Reproduce the data below line for line, without changing anything, but omit the pictures from your copy.

## begin

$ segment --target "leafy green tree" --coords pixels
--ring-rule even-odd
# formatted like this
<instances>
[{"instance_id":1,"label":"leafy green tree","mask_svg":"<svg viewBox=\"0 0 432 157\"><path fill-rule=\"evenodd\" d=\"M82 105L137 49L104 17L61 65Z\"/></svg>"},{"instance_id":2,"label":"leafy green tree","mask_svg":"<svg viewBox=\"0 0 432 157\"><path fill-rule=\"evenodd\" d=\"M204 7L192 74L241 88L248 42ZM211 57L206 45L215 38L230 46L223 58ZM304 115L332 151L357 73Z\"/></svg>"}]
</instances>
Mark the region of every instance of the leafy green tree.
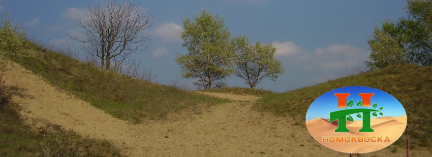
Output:
<instances>
[{"instance_id":1,"label":"leafy green tree","mask_svg":"<svg viewBox=\"0 0 432 157\"><path fill-rule=\"evenodd\" d=\"M391 64L432 65L432 0L409 0L408 16L396 23L383 22L368 40L371 69Z\"/></svg>"},{"instance_id":2,"label":"leafy green tree","mask_svg":"<svg viewBox=\"0 0 432 157\"><path fill-rule=\"evenodd\" d=\"M197 78L194 85L204 89L225 86L225 79L234 72L235 53L230 44L231 33L224 19L203 10L183 20L184 30L180 36L187 54L178 54L176 62L181 68L184 78Z\"/></svg>"},{"instance_id":3,"label":"leafy green tree","mask_svg":"<svg viewBox=\"0 0 432 157\"><path fill-rule=\"evenodd\" d=\"M410 59L422 66L432 65L432 0L410 0L405 8L408 17L402 19Z\"/></svg>"},{"instance_id":4,"label":"leafy green tree","mask_svg":"<svg viewBox=\"0 0 432 157\"><path fill-rule=\"evenodd\" d=\"M0 28L0 101L4 98L3 72L8 65L11 60L32 57L35 52L32 43L25 40L25 32L18 24L11 21L9 16L9 13L6 13L6 19L2 20Z\"/></svg>"},{"instance_id":5,"label":"leafy green tree","mask_svg":"<svg viewBox=\"0 0 432 157\"><path fill-rule=\"evenodd\" d=\"M0 29L0 59L16 60L33 56L35 51L31 43L25 40L25 32L19 25L11 21L9 16L6 13Z\"/></svg>"},{"instance_id":6,"label":"leafy green tree","mask_svg":"<svg viewBox=\"0 0 432 157\"><path fill-rule=\"evenodd\" d=\"M235 46L237 67L235 74L254 88L264 78L275 81L284 69L280 61L274 59L276 48L257 42L251 44L246 37L233 39Z\"/></svg>"},{"instance_id":7,"label":"leafy green tree","mask_svg":"<svg viewBox=\"0 0 432 157\"><path fill-rule=\"evenodd\" d=\"M366 61L371 69L383 68L389 64L408 63L408 60L402 37L396 32L394 24L383 23L383 29L375 27L374 37L368 40L371 53Z\"/></svg>"}]
</instances>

## end

## Finished exercise
$ segment --target "leafy green tree" --coords pixels
--ring-rule even-odd
# formatted like this
<instances>
[{"instance_id":1,"label":"leafy green tree","mask_svg":"<svg viewBox=\"0 0 432 157\"><path fill-rule=\"evenodd\" d=\"M82 105L137 49L104 17L61 65Z\"/></svg>"},{"instance_id":2,"label":"leafy green tree","mask_svg":"<svg viewBox=\"0 0 432 157\"><path fill-rule=\"evenodd\" d=\"M204 7L192 74L241 88L248 42ZM211 57L206 45L215 38L230 46L223 58ZM304 115L332 151L357 73Z\"/></svg>"}]
</instances>
Mark the region of every instance of the leafy green tree.
Output:
<instances>
[{"instance_id":1,"label":"leafy green tree","mask_svg":"<svg viewBox=\"0 0 432 157\"><path fill-rule=\"evenodd\" d=\"M391 64L432 65L432 0L409 0L408 16L396 23L383 22L368 40L371 69Z\"/></svg>"},{"instance_id":2,"label":"leafy green tree","mask_svg":"<svg viewBox=\"0 0 432 157\"><path fill-rule=\"evenodd\" d=\"M197 78L194 85L204 89L225 86L225 79L234 72L235 53L230 44L231 33L224 19L203 10L183 20L184 30L180 36L187 54L178 54L176 62L181 68L184 78Z\"/></svg>"},{"instance_id":3,"label":"leafy green tree","mask_svg":"<svg viewBox=\"0 0 432 157\"><path fill-rule=\"evenodd\" d=\"M410 59L422 66L432 65L432 0L410 0L405 8L408 17L402 19Z\"/></svg>"},{"instance_id":4,"label":"leafy green tree","mask_svg":"<svg viewBox=\"0 0 432 157\"><path fill-rule=\"evenodd\" d=\"M0 28L0 101L4 98L3 72L8 65L11 60L32 57L35 52L32 43L25 40L25 32L18 24L11 21L9 16L9 13L6 13L6 19L2 20Z\"/></svg>"},{"instance_id":5,"label":"leafy green tree","mask_svg":"<svg viewBox=\"0 0 432 157\"><path fill-rule=\"evenodd\" d=\"M0 29L0 59L16 60L33 56L35 51L31 43L25 40L25 32L19 25L11 21L9 16L6 13Z\"/></svg>"},{"instance_id":6,"label":"leafy green tree","mask_svg":"<svg viewBox=\"0 0 432 157\"><path fill-rule=\"evenodd\" d=\"M235 46L237 67L235 74L254 88L264 78L275 81L284 69L280 61L274 59L276 48L257 42L251 44L246 37L233 39Z\"/></svg>"},{"instance_id":7,"label":"leafy green tree","mask_svg":"<svg viewBox=\"0 0 432 157\"><path fill-rule=\"evenodd\" d=\"M366 61L371 69L383 68L389 64L408 63L408 60L402 37L396 32L394 24L383 23L383 29L375 27L374 37L368 40L371 53Z\"/></svg>"}]
</instances>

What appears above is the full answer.